___ STORED ROWS ___

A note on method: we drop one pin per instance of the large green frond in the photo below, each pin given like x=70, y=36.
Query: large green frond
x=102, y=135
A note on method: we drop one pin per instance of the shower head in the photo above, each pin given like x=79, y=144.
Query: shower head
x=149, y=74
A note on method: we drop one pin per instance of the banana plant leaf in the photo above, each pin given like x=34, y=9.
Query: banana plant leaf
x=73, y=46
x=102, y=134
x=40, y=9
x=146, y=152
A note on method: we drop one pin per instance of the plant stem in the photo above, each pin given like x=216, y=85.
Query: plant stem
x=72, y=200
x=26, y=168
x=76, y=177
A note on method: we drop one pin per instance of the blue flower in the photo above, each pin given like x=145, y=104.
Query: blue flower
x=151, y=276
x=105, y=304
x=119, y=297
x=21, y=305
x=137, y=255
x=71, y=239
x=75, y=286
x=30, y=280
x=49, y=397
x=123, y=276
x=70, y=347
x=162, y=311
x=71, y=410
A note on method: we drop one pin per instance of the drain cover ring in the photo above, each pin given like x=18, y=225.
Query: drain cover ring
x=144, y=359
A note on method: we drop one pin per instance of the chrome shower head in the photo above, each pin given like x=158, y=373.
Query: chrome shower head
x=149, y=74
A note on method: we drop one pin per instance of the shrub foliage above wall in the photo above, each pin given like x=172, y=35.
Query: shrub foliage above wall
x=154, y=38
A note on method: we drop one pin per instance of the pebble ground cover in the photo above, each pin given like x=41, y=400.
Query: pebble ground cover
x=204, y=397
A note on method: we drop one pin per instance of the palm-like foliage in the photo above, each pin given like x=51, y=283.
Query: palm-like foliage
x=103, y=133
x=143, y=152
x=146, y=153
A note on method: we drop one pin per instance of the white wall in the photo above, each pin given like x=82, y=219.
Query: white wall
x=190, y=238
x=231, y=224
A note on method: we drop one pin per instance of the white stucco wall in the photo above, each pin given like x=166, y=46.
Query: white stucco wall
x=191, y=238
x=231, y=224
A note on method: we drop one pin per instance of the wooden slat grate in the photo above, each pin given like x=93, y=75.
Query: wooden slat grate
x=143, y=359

___

* _GIVEN PROBLEM_: Rewrite the entries from the start through the line holding "x=76, y=177", inclusive, with each answer coordinate scaled by 2.6 and rounded to a whole number, halves rounded up. Leave the numbers in the requests and their sample coordinates unchanged.

* _EXERCISE ANSWER_:
A note on method: we drop one pin per instance of the large green frond in the photo below, each pin given like x=70, y=36.
Query: large green frond
x=265, y=351
A note on method: we drop one pin per instance of the shower head in the photo above, each pin given like x=79, y=144.
Query: shower head
x=387, y=192
A note on method: we drop one pin per instance of the banana plant leaf in the photo above, each pin given like x=34, y=9.
Query: banana plant leaf
x=190, y=120
x=265, y=348
x=104, y=23
x=380, y=395
A note on method: we drop one pin per instance of the plant stem in the photo above, each pin given like x=216, y=85.
Query: plant stem
x=187, y=520
x=68, y=437
x=198, y=460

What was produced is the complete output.